▶ [Text segment]

The NAM joined with the Defenders of Property Rights in an amicus brief in support of the plaintiff's "ripeness" argument and calling for prompt payment of just compensation.

 


Taxation and State Taxation -- 1997



Camps Newfound/Owatonna, Inc. v. Town of Harrison   (U.S. Supreme Court)

Taxation of Interstate Commerce

In a 5-4 decision, the Supreme Court held that a Maine statute violated the Commerce Clause by denying otherwise available tax exemptions to charitable institutions that principally served non-residents of Maine.

The statute at issue exempted "benevolent and charitable institutions incorporated" in Maine from real estate and personal property taxes. However, the exemption was limited or in some cases wholly eliminated with respect to institutions that were "in fact conducted or operated principally for the benefit of persons who are not residents of Maine." The petitioner, a Maine non-profit corporation that operated a summer camp for Christian Scientists, was denied the exemption because about 95% of its campers were not residents of Maine. It sued in state court, challenging the constitutionality of the exemption statute, but lost in the Maine Supreme Court.

Justice Stevens' majority opinion, which reversed the decision of the Maine Supreme Court, first held that the statute discriminated on its face against interstate commerce and would clearly be unconstitutional if it were aimed at profit-making enterprises. The Court next addressed "the novel question" of whether a different standard should apply to the regulation of non-profit entities and concluded that the answer was "no." Finally, the Court rejected respondent's arguments that the tax exemption was tantamount to a direct subsidy of those non-profit corporations that served primarily Maine residents and that Maine had been a market participant acting merely as a purchaser of the charitable services provided by such corporations. Both Justice Scalia (joined by Chief Justice Rehnquist, Justice Thomas, and Justice Ginsberg) and Justice Thomas (joined by Chief Justice Rehnquist and Justice Scalia) filed vigorous dissents.

Cases interpreting the limits of state powers to tax and interfere with interstate commerce are important to manufacturers around the country. They can be important factors in determining where to locate facilities, but can also restrict the ability of out-of-state companies to fully compete both in the state and with international competitors.

 

General Motors Corp. v. Tracy   (U.S. Supreme Court)

Taxation of Interstate Commerce

General Motors challenged an Ohio sales and use tax which applied generally to purchases of natural gas, but exempted purchases when they were made from a "natural gas company" defined by the Ohio Supreme Court as limited to local public utilities (also known as "local distribution companies," or LDCs). GM, however, purchased its supplies of natural gas from out-of-state natural gas marketers, which are not considered "natural gas companies" under Ohio law; therefore, GM's purchases were not exempted from the tax. The Ohio Supreme Court rejected GM's Commerce Clause and Equal Protection Clause challenges to the tax. The Supreme Court affirmed.

Justice Souter, writing for the majority on 2/18/97, reasoned that Ohio's tax scheme worked no unconstitutional discrimination between in state LDCs and natural gas marketers, because the two types of entities are not "similarly situated." LDCs, the Court explained, principally sell "bundled gas" (gas plus transportation services) to a "captive market" composed principally of residential consumers and small companies. By contrast, gas marketers sell "unbundled gas" (gas without transportation services), principally to a "noncaptive market" of larger consumers like GM, who themselves arrange for the necessary transportation services. Even though LDCs do compete with marketers in the so-called "noncaptive market," the Court nonetheless held that it was appropriate, and nondiscriminatory, for Ohio generally to exempt purchases from LDCs from tax, so to maintain the LDCs' customer base, and therefore to preserve the LDCs' ability to serve the "captive market."

Justice Stevens dissented on the ground that the clear favoritism of LDC purchases in the "noncaptive" (competitive) market could not be sustained under the Commerce Clause.

The NAM filed an amicus brief in support of GM.

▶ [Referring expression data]

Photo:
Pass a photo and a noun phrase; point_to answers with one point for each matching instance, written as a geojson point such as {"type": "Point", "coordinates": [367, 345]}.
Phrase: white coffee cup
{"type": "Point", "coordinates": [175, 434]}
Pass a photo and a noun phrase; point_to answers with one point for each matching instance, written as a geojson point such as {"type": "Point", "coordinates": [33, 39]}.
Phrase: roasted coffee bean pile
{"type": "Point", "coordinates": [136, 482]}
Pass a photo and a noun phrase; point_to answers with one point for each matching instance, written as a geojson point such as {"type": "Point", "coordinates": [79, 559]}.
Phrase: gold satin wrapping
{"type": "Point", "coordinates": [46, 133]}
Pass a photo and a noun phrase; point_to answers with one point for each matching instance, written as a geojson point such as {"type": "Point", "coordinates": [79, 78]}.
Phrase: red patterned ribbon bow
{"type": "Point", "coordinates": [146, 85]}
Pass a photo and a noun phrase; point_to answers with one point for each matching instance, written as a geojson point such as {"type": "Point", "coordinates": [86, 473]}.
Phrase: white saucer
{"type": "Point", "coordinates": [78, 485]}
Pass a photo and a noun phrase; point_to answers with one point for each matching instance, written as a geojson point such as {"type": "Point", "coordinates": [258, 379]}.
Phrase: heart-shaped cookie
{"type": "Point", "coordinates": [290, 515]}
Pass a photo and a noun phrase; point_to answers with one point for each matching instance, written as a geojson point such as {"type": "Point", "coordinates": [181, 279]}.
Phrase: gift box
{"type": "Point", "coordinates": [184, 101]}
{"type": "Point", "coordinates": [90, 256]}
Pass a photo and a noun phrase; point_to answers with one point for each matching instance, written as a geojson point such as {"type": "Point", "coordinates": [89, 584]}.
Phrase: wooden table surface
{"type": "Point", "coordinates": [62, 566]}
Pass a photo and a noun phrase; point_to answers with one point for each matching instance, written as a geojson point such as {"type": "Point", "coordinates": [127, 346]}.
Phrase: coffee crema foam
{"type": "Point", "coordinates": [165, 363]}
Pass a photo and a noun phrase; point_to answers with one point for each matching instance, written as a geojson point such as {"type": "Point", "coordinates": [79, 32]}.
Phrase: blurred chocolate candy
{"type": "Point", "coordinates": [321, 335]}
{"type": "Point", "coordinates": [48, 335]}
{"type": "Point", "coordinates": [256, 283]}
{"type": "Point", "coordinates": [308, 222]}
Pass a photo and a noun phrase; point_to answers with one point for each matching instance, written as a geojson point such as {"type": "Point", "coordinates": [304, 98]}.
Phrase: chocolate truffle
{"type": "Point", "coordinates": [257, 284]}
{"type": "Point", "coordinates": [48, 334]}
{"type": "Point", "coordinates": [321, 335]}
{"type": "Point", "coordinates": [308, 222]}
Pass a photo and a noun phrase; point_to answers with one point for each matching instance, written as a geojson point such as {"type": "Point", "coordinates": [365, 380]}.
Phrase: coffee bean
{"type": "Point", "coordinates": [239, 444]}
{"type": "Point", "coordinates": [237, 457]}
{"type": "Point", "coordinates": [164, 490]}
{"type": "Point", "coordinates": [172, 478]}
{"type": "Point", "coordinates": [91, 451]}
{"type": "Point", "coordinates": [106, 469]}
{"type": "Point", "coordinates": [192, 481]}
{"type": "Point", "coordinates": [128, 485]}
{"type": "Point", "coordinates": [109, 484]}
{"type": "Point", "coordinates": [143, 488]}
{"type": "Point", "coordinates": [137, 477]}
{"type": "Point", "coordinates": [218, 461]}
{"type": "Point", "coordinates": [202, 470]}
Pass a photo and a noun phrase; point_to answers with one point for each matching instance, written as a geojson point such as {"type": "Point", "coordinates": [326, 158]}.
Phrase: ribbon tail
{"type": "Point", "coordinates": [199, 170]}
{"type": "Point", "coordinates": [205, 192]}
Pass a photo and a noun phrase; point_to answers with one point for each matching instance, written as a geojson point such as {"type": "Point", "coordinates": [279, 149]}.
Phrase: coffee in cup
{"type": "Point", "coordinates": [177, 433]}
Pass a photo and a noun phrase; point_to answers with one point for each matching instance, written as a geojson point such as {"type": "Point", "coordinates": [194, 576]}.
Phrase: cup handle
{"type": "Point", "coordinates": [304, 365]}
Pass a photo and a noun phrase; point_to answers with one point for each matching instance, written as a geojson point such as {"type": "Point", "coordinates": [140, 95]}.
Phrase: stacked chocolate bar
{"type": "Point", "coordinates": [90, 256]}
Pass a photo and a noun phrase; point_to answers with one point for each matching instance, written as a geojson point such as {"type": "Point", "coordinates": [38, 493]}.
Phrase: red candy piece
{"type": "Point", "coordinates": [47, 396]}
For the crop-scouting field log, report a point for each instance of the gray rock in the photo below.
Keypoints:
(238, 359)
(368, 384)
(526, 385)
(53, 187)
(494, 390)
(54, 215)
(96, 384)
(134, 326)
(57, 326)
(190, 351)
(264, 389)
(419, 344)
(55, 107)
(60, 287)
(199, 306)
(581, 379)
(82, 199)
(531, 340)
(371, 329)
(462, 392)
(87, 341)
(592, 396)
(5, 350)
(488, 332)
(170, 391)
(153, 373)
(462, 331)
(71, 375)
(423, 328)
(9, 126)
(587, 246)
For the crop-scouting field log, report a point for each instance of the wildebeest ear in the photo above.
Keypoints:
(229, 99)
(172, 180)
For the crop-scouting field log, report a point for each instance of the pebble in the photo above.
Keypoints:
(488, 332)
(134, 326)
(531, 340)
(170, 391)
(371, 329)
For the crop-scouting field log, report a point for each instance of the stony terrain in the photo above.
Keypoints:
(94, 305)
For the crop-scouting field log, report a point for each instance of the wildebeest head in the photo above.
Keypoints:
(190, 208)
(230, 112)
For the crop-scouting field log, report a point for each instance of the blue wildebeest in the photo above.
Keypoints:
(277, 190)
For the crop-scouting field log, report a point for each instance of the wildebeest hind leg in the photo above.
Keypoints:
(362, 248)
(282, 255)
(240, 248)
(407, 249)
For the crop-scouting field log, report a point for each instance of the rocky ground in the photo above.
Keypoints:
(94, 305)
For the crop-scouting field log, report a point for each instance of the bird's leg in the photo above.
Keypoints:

▶ [Goal of the exercise] In the text on General Motors Corp. v. Tracy, rewrite the passage starting at "General Motors challenged" and ending at "Supreme Court affirmed.", replacing "Ohio Supreme Court" with "highest court of Ohio".

▶ [Problem solution]
General Motors challenged an Ohio sales and use tax which applied generally to purchases of natural gas, but exempted purchases when they were made from a "natural gas company" defined by the highest court of Ohio as limited to local public utilities (also known as "local distribution companies," or LDCs). GM, however, purchased its supplies of natural gas from out-of-state natural gas marketers, which are not considered "natural gas companies" under Ohio law; therefore, GM's purchases were not exempted from the tax. The highest court of Ohio rejected GM's Commerce Clause and Equal Protection Clause challenges to the tax. The Supreme Court affirmed.